Stored items from a collection:
Content starts

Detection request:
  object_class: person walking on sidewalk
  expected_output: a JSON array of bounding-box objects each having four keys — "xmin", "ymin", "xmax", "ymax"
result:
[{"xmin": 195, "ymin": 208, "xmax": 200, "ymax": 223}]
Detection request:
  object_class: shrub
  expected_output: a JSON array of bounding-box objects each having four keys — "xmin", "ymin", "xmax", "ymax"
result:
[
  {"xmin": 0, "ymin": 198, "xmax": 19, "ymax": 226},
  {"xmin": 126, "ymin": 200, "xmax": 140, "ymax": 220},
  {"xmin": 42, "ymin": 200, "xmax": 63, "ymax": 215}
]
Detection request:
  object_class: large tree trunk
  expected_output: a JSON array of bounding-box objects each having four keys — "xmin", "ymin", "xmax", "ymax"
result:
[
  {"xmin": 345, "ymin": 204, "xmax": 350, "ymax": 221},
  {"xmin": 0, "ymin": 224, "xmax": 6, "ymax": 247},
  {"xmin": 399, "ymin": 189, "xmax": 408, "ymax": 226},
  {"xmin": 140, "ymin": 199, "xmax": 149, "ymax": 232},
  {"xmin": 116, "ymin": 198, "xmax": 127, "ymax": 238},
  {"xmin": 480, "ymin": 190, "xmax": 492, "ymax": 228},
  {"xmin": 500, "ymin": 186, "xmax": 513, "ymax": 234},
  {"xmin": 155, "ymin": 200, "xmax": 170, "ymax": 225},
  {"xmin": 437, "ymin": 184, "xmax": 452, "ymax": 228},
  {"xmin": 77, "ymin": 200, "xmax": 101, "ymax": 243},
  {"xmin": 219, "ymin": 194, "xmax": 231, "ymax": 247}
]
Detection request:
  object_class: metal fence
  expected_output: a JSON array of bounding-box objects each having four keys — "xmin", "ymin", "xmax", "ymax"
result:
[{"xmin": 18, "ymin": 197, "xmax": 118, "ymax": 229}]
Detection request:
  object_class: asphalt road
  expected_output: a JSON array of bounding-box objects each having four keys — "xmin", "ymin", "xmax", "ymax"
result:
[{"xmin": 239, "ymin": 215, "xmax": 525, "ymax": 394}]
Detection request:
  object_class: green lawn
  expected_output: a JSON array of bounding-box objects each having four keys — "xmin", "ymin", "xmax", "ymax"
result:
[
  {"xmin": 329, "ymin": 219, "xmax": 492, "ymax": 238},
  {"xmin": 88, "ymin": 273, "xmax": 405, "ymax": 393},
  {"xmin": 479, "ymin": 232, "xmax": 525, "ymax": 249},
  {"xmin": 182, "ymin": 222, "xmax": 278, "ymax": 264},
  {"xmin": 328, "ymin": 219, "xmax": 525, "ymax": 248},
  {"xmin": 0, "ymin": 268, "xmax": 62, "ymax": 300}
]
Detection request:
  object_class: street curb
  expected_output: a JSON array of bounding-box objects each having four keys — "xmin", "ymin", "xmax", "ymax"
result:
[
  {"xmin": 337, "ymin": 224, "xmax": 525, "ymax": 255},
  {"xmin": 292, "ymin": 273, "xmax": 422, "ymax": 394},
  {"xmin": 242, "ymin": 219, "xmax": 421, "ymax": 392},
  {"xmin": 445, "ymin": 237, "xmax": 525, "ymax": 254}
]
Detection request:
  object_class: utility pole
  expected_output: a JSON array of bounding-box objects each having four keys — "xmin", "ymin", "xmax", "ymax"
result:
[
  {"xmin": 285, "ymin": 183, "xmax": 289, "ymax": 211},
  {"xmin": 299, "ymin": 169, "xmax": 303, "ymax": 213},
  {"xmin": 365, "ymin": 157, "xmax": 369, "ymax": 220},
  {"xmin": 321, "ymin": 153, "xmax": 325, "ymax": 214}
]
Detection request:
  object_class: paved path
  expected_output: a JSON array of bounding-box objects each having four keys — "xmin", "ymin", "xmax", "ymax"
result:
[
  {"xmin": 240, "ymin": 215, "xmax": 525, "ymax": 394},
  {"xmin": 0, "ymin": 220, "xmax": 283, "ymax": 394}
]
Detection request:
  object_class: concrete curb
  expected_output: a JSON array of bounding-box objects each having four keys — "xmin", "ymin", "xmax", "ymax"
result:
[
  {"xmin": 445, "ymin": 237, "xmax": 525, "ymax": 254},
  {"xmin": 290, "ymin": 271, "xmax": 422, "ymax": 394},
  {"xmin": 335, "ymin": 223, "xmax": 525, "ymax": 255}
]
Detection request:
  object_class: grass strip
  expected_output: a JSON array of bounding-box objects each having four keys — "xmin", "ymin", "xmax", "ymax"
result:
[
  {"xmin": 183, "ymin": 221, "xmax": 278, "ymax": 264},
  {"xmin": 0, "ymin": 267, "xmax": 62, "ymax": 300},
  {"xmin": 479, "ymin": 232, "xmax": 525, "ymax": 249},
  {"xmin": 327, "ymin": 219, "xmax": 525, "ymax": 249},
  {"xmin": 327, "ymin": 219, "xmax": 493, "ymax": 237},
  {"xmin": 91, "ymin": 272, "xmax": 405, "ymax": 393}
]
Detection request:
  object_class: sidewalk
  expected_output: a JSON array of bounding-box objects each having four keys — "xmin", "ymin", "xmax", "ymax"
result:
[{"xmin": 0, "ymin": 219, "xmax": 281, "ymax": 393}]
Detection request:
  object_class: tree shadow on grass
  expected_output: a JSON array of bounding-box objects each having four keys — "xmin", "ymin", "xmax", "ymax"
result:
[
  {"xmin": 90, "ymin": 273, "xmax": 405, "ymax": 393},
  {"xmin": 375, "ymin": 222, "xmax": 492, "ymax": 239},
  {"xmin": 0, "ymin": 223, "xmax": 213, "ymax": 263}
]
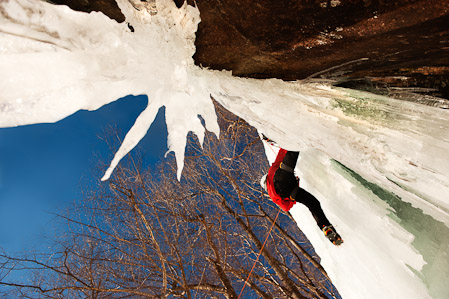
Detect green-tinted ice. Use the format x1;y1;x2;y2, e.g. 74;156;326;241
333;160;449;299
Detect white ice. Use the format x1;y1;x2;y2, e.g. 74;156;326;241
1;0;449;298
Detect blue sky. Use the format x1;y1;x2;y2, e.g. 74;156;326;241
0;95;168;254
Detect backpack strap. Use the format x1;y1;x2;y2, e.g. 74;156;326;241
289;185;299;201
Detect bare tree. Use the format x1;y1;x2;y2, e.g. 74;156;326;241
0;102;340;298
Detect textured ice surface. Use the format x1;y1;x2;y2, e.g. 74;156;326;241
1;1;449;298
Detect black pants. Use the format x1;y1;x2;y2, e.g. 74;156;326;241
273;151;331;228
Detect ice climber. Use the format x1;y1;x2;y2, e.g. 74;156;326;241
260;141;343;246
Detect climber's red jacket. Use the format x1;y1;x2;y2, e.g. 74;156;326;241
266;148;296;212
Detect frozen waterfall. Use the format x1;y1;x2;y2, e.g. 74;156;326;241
1;0;448;298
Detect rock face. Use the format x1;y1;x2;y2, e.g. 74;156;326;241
50;0;449;102
50;0;125;23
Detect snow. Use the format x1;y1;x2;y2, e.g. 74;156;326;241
1;0;449;298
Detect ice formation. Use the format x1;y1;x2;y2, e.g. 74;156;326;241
1;0;449;298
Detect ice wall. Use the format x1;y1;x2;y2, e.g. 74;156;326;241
1;0;449;298
230;83;449;298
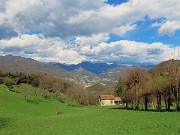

Content ends

About this task: When you transcribe these entries, keep every word exact and drop the pictures.

Task answer:
Detection request:
  object_class: person walking on sidewalk
  expected_output: a JSON array of bounding-box objects each having four keys — "xmin", "ymin", "xmax", "ymax"
result:
[{"xmin": 195, "ymin": 208, "xmax": 200, "ymax": 223}]
Detection request:
  object_class: shrub
  expected_output: a JSON array of bounding-box objects each having four keys — "xmin", "ymin", "xmax", "ymax"
result:
[
  {"xmin": 0, "ymin": 198, "xmax": 19, "ymax": 226},
  {"xmin": 126, "ymin": 200, "xmax": 140, "ymax": 220},
  {"xmin": 42, "ymin": 200, "xmax": 63, "ymax": 215}
]
Detection request:
  object_class: large tree trunk
  expected_output: a JSON array of bounding-box objects each having four keys — "xmin", "ymin", "xmax", "ymax"
result:
[
  {"xmin": 345, "ymin": 204, "xmax": 350, "ymax": 221},
  {"xmin": 0, "ymin": 224, "xmax": 6, "ymax": 247},
  {"xmin": 399, "ymin": 189, "xmax": 408, "ymax": 226},
  {"xmin": 140, "ymin": 199, "xmax": 149, "ymax": 232},
  {"xmin": 116, "ymin": 198, "xmax": 127, "ymax": 238},
  {"xmin": 480, "ymin": 190, "xmax": 492, "ymax": 228},
  {"xmin": 500, "ymin": 186, "xmax": 513, "ymax": 234},
  {"xmin": 155, "ymin": 200, "xmax": 170, "ymax": 225},
  {"xmin": 437, "ymin": 184, "xmax": 452, "ymax": 228},
  {"xmin": 77, "ymin": 200, "xmax": 101, "ymax": 243},
  {"xmin": 219, "ymin": 194, "xmax": 231, "ymax": 247}
]
Detection request:
  object_class: metal fence
  expected_output: a JSON array of bounding-box objects each having four keys — "xmin", "ymin", "xmax", "ymax"
result:
[{"xmin": 18, "ymin": 197, "xmax": 118, "ymax": 229}]
Detection request:
  object_class: asphalt road
  expected_output: a JSON array of bounding-box objects each having four keys — "xmin", "ymin", "xmax", "ymax"
result:
[{"xmin": 239, "ymin": 215, "xmax": 525, "ymax": 394}]
Detection request:
  object_class: green lawn
  expected_output: a JSON array of bounding-box objects each having four keys — "xmin", "ymin", "xmax", "ymax"
result:
[
  {"xmin": 329, "ymin": 219, "xmax": 492, "ymax": 238},
  {"xmin": 88, "ymin": 273, "xmax": 405, "ymax": 393},
  {"xmin": 479, "ymin": 232, "xmax": 525, "ymax": 249},
  {"xmin": 182, "ymin": 222, "xmax": 278, "ymax": 264},
  {"xmin": 328, "ymin": 219, "xmax": 525, "ymax": 248},
  {"xmin": 0, "ymin": 268, "xmax": 62, "ymax": 300}
]
Detection request:
  object_class: street curb
  expected_output: a JSON array of bounding-box objects each having four keys — "xmin", "ymin", "xmax", "ymax"
result:
[
  {"xmin": 337, "ymin": 224, "xmax": 525, "ymax": 255},
  {"xmin": 292, "ymin": 273, "xmax": 422, "ymax": 394},
  {"xmin": 242, "ymin": 219, "xmax": 421, "ymax": 392},
  {"xmin": 445, "ymin": 237, "xmax": 525, "ymax": 254}
]
Detection request:
  object_class: utility pole
  expected_output: a JSON array of bounding-box objects each having four keys — "xmin", "ymin", "xmax", "ymax"
result:
[
  {"xmin": 285, "ymin": 183, "xmax": 289, "ymax": 211},
  {"xmin": 299, "ymin": 169, "xmax": 303, "ymax": 213},
  {"xmin": 365, "ymin": 157, "xmax": 369, "ymax": 220},
  {"xmin": 321, "ymin": 153, "xmax": 325, "ymax": 214}
]
Detection request:
  object_class: paved path
  expected_output: a JSON array of bounding-box objects each having four keys — "xmin", "ymin", "xmax", "ymax"
result:
[
  {"xmin": 240, "ymin": 215, "xmax": 525, "ymax": 394},
  {"xmin": 0, "ymin": 220, "xmax": 283, "ymax": 394}
]
Detection request:
  object_class: concrete curb
  expected_output: a JSON array of bounding-box objects each having four keys — "xmin", "ymin", "xmax", "ymax"
result:
[
  {"xmin": 445, "ymin": 237, "xmax": 525, "ymax": 254},
  {"xmin": 290, "ymin": 271, "xmax": 422, "ymax": 394},
  {"xmin": 335, "ymin": 223, "xmax": 525, "ymax": 255}
]
Detection request:
  object_class: grass strip
  expected_output: a JSON array of bounding-box objects each having four keys — "xmin", "ymin", "xmax", "ymax"
result:
[
  {"xmin": 183, "ymin": 221, "xmax": 278, "ymax": 264},
  {"xmin": 0, "ymin": 267, "xmax": 62, "ymax": 300},
  {"xmin": 479, "ymin": 232, "xmax": 525, "ymax": 249},
  {"xmin": 327, "ymin": 219, "xmax": 525, "ymax": 249},
  {"xmin": 327, "ymin": 219, "xmax": 493, "ymax": 237},
  {"xmin": 91, "ymin": 272, "xmax": 405, "ymax": 393}
]
Detection request:
  object_class: sidewalk
  expected_output: a JSON array of bounding-box objects each having four keys — "xmin", "ymin", "xmax", "ymax"
result:
[{"xmin": 0, "ymin": 219, "xmax": 281, "ymax": 393}]
Detection request:
  object_class: tree shadow on grass
  expected_output: a JSON array of bounding-box objects each having four keys — "xmin", "ymin", "xmax", "ymax"
result:
[
  {"xmin": 90, "ymin": 273, "xmax": 405, "ymax": 393},
  {"xmin": 375, "ymin": 222, "xmax": 492, "ymax": 239},
  {"xmin": 0, "ymin": 223, "xmax": 213, "ymax": 263}
]
Detect green-tinted ice. Use the format x1;y1;x2;y2, e.g. 74;156;326;241
333;160;449;299
Detect white ice. Use the format x1;y1;x2;y2, e.g. 74;156;326;241
1;0;449;298
Detect blue sky. Use the format x1;y1;x2;y2, e.g. 74;156;326;241
0;95;168;254
Detect backpack strap. Use the format x1;y1;x2;y2, e.g. 74;156;326;241
289;185;299;201
Detect bare tree. Use the format x1;y1;x2;y2, e.g. 74;156;326;241
0;102;340;298
Detect textured ice surface. Use the format x1;y1;x2;y2, e.g. 74;156;326;241
1;1;449;298
Detect black pants. Use the format x1;y1;x2;y2, e.g. 74;156;326;241
273;151;331;228
Detect ice climber. Use the format x1;y1;x2;y2, e.g. 74;156;326;241
260;141;343;246
Detect climber's red jacket. Use the format x1;y1;x2;y2, e.g. 74;156;326;241
266;148;296;212
Detect frozen waterfall. Use the format x1;y1;x2;y2, e.g. 74;156;326;241
1;0;448;298
Detect rock face. Use the format x1;y1;x2;y2, e.g. 74;156;326;241
50;0;449;102
50;0;125;23
Detect snow. Use the format x1;y1;x2;y2, e.g. 74;156;326;241
1;0;449;298
Detect ice formation. Use the format x1;y1;x2;y2, e.g. 74;156;326;241
1;0;449;298
Detect ice wall. Use the format x1;y1;x2;y2, e.g. 74;156;326;241
1;0;449;298
230;83;449;298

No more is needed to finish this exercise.